ERIC Number: ED237887
Record Type: RIE
Publication Date: 1983-Apr
Reference Count: 0
Patterns of Withdrawal Behaviors. Working Paper 83-10.
Rosse, Joseph G.
Studies of employee tardiness, absence, and turnover generally adhere to one of five models: generalized withdrawal, which proposes positive intercorrelations among withdrawal behaviors; independent forms, which hypothesizes non-significant correlations among withdrawal behaviors; progression of withdrawal, which suggests that individuals engage in a hierarchically-ordered sequence of withdrawal; and the alternate forms and compensatory models which both imply substitutability of withdrawal behaviors. In an attempt to test the predictions of these theoretical models, the longitudinal lateness, absence, and turnover of 63 predominantly female (84 percnt) hospital employees was recorded bimonthly by the subjects' supervisors for a 48-week period. Subjects' job satisfaction, attitudes, health and perceptions of ease of mobility were obtained through self-reports and interviews. An analysis of the results, though failing to provide unequivocal support for any of the five models, did verify the interrelatedness of withdrawal behaviors. Single behavior models and general withdrawal models proved to be too simplistic for understanding withdrawal behavior. The progression of withdrawal model was most strongly supported, demonstrating a progression from lateness to absence to turnover. A 2-week lag between behaviors was observed. Little evidence of an ability to substitute behaviors was noted. Following the compensatory model, withdrawal behavior did have a feedback effect on health, but not on subsequent job satisfaction. (BL)
Publication Type: Reports - Research; Speeches/Meeting Papers
Education Level: N/A
Sponsor: Illinois Univ., Urbana. Dept. of Psychology.; Office of Naval Research, Washington, DC.
Authoring Institution: Minnesota Univ., Minneapolis. Industrial Relations Center.
Identifiers: Absenteeism (Employee); Tardiness
Note: Paper presented at the Annual Convention of the American Psychological Association (91st, Anaheim, CA, August 26-30, 1983). This report is based on the author's doctoral dissertation. Financial assistance also provided by the Charles W. Christie Foundation.
====
**Task goal:** Print the part of the text on employee withdrawal behaviors starting at "Publication Type: Reports" and ending at "Research, Washington, DC.". Rely only on the text about employee withdrawal behaviors.

Records taken from a dataset
====
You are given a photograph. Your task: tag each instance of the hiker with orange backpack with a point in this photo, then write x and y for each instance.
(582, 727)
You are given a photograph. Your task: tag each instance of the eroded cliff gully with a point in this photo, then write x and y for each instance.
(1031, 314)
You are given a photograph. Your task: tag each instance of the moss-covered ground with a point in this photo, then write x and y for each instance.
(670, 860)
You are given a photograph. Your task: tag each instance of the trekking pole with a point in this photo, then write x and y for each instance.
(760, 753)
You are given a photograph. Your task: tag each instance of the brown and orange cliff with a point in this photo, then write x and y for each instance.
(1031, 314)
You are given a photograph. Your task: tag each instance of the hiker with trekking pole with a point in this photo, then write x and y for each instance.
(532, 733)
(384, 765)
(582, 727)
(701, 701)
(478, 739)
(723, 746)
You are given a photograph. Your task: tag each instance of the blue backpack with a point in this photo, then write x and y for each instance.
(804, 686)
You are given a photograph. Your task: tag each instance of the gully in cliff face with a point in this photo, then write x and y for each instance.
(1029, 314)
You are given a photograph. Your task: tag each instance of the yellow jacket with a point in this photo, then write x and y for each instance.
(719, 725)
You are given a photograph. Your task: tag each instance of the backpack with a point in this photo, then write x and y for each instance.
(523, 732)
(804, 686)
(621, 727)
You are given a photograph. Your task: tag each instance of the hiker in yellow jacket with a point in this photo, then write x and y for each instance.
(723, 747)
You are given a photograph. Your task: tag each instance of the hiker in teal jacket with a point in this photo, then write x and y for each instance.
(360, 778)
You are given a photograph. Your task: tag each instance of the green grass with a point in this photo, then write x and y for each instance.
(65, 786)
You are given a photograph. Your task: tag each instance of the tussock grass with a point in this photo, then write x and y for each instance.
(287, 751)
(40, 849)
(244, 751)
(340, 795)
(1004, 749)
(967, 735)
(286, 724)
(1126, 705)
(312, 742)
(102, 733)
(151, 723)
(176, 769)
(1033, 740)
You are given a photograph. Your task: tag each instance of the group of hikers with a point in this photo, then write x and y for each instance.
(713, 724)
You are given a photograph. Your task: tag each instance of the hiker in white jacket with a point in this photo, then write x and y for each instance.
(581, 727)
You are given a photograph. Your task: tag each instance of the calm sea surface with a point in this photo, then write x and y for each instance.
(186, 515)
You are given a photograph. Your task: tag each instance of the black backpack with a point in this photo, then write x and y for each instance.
====
**Task result:**
Publication Type: Reports - Research; Speeches/Meeting Papers
Education Level: N/A
Sponsor: Illinois Univ., Urbana. Dept. of Psychology.; Office of Naval Research, Washington, DC.